**SET TASK**
Write out the listing in full, matching it word for word.

>> start DATASET RECORDS

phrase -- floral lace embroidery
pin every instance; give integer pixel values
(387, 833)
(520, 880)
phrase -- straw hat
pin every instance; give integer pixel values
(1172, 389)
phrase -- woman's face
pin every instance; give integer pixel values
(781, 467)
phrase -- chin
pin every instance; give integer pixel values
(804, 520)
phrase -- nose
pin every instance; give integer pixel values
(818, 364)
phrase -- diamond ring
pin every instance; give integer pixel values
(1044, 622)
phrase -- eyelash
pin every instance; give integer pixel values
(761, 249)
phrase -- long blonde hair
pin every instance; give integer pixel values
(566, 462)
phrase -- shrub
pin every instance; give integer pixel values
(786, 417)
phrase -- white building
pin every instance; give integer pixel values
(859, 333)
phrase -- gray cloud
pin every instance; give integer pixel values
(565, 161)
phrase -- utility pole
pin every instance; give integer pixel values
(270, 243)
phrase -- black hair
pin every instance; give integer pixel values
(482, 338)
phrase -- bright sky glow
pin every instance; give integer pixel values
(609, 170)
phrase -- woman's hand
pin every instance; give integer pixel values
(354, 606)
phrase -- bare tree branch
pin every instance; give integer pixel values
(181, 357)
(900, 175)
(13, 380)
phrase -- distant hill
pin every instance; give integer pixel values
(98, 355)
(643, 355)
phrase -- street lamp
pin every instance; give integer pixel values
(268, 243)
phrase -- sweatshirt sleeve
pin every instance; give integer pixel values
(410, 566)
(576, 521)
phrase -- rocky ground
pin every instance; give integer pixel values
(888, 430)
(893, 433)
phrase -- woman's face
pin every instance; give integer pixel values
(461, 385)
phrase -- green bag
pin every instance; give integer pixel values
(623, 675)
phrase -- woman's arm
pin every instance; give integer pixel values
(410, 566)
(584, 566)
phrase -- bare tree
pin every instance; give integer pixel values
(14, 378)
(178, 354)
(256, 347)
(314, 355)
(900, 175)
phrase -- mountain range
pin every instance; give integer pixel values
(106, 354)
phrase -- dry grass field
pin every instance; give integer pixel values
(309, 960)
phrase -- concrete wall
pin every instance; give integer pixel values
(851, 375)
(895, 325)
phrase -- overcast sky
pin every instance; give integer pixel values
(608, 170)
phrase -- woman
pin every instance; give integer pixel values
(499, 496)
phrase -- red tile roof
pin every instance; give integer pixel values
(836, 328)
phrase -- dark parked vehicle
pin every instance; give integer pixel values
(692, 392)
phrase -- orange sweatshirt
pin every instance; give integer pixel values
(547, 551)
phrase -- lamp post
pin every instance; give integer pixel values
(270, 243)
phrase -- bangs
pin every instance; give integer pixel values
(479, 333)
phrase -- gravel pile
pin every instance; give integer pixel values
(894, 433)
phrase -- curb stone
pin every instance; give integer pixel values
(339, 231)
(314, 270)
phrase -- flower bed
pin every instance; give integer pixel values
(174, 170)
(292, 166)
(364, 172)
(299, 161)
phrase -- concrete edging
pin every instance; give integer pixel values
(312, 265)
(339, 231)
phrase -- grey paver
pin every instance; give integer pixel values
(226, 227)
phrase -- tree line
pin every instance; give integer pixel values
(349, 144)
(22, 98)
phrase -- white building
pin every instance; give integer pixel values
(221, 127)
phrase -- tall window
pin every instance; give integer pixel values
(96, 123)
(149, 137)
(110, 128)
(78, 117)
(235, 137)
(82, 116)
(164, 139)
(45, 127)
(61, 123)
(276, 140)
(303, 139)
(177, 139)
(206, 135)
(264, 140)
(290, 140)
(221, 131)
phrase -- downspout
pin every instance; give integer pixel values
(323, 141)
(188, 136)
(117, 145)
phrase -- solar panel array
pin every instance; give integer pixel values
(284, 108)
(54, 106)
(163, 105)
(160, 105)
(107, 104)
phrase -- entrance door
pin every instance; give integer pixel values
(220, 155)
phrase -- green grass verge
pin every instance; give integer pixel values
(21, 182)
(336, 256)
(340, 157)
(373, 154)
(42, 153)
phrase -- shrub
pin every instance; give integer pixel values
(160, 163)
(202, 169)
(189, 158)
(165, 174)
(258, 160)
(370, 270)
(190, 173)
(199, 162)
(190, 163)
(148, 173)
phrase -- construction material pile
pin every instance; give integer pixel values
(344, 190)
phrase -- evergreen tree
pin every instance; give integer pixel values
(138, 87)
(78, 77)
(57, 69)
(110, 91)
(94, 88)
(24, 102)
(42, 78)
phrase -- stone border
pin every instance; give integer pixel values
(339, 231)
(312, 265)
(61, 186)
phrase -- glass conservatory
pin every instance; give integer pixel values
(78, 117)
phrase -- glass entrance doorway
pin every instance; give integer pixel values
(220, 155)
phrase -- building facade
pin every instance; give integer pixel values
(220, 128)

>> end DATASET RECORDS

**CORRECT RESPONSE**
phrase -- floral lace embroidery
pin every instance; give integer pixel values
(387, 833)
(520, 880)
phrase -- straw hat
pin every instance; give integer pixel values
(1172, 389)
phrase -- woman's face
pin every instance; give integer pixel values
(781, 467)
phrase -- chin
pin every instance; give integer pixel values
(804, 520)
phrase -- nose
pin every instance; give integer pixel values
(818, 364)
phrase -- diamond ring
pin every instance; give integer pixel values
(1044, 622)
phrase -- eyelash
pin every instance; give integer pixel values
(761, 249)
phrase -- long blonde hair
pin every instance; give integer pixel values
(566, 462)
phrase -- shrub
pin every instance; give integer pixel values
(786, 417)
phrase -- white building
pin every instance; give integer pixel values
(859, 333)
phrase -- gray cloud
pin every instance; give integer pixel values
(565, 161)
phrase -- utility pole
pin every instance; give integer pixel values
(270, 243)
phrase -- black hair
pin every instance; give integer pixel values
(482, 338)
phrase -- bright sky glow
pin every instance; give integer pixel values
(609, 170)
phrase -- woman's hand
pin every instance; give integer pixel values
(354, 606)
phrase -- bare tree branch
pin every instance; give integer pixel values
(181, 357)
(900, 175)
(13, 380)
phrase -- distant hill
pin every instance; give integer pixel values
(98, 355)
(643, 355)
phrase -- street lamp
pin every instance; give integer pixel values
(268, 243)
phrase -- sweatshirt sleeve
pin every instance; give integer pixel values
(410, 566)
(576, 521)
phrase -- rocky ground
pin every instance; give integer pixel values
(888, 430)
(893, 433)
phrase -- woman's face
pin every instance; give integer pixel values
(461, 385)
phrase -- green bag
pin every instance; give integer pixel values
(623, 675)
phrase -- woman's arm
pin every instance; give integer pixel values
(410, 566)
(584, 566)
phrase -- bare tree
pin every instance; give integer pixel values
(14, 378)
(178, 354)
(256, 347)
(314, 355)
(900, 175)
phrase -- mountain range
pin every instance; give integer pixel values
(106, 354)
phrase -- dry grass field
pin every instance; give integer pixel values
(309, 960)
phrase -- concrete wall
pin every instance; give integer pixel values
(851, 375)
(895, 325)
phrase -- overcast sky
pin every instance; give integer pixel values
(608, 170)
phrase -- woman
pin every instance; give integer pixel values
(499, 496)
phrase -- red tile roof
pin every instance; give integer pixel values
(836, 328)
phrase -- dark parked vehicle
pin every instance; give integer pixel values
(692, 392)
phrase -- orange sweatshirt
pin every instance; give integer pixel values
(547, 551)
phrase -- lamp post
pin every instance; give integer pixel values
(270, 243)
phrase -- bangs
pin every instance; give integer pixel values
(479, 333)
phrase -- gravel pile
pin every instance; give integer pixel values
(894, 433)
phrase -- curb stone
pin every instance; give integer pixel values
(339, 231)
(314, 270)
phrase -- flower bed
pin every instance; give integer pixel values
(174, 170)
(292, 166)
(364, 172)
(299, 161)
phrase -- concrete edging
pin every instance; give integer pixel values
(312, 265)
(339, 231)
phrase -- grey paver
pin every instance; give integer pixel values
(226, 227)
phrase -- tree line
pin every instance; give integer pixel values
(349, 144)
(22, 98)
phrase -- white building
pin every instance; give integer pixel values
(221, 127)
phrase -- tall window
pin every instance; give integer pixel values
(96, 123)
(149, 137)
(110, 128)
(78, 117)
(235, 137)
(82, 116)
(164, 139)
(45, 127)
(61, 123)
(276, 140)
(303, 139)
(177, 139)
(206, 135)
(264, 140)
(290, 140)
(221, 131)
phrase -- downspout
pin every instance; give integer pixel values
(323, 141)
(188, 136)
(117, 145)
phrase -- solar panel array
pin every instance; give integer pixel values
(284, 108)
(54, 106)
(163, 105)
(160, 105)
(107, 104)
phrase -- entrance door
pin every instance; give integer pixel values
(220, 155)
phrase -- green grass verge
pin every instance; give integer pixel values
(21, 182)
(336, 256)
(340, 157)
(373, 154)
(42, 153)
phrase -- shrub
pin every instance; give integer pixel values
(160, 163)
(202, 169)
(189, 158)
(165, 174)
(258, 160)
(370, 270)
(190, 173)
(199, 162)
(190, 163)
(148, 173)
phrase -- construction material pile
pin every instance; give integer pixel values
(344, 190)
phrase -- evergreen tree
pin every instance; give integer pixel values
(138, 87)
(78, 77)
(57, 69)
(110, 91)
(94, 88)
(24, 102)
(42, 78)
phrase -- stone border
pin every instance; give integer pixel values
(339, 231)
(312, 265)
(61, 186)
phrase -- glass conservatory
pin every instance; give integer pixel values
(78, 117)
phrase -- glass entrance doorway
pin every instance; give integer pixel values
(220, 155)
phrase -- building facade
pin every instance; give integer pixel values
(220, 128)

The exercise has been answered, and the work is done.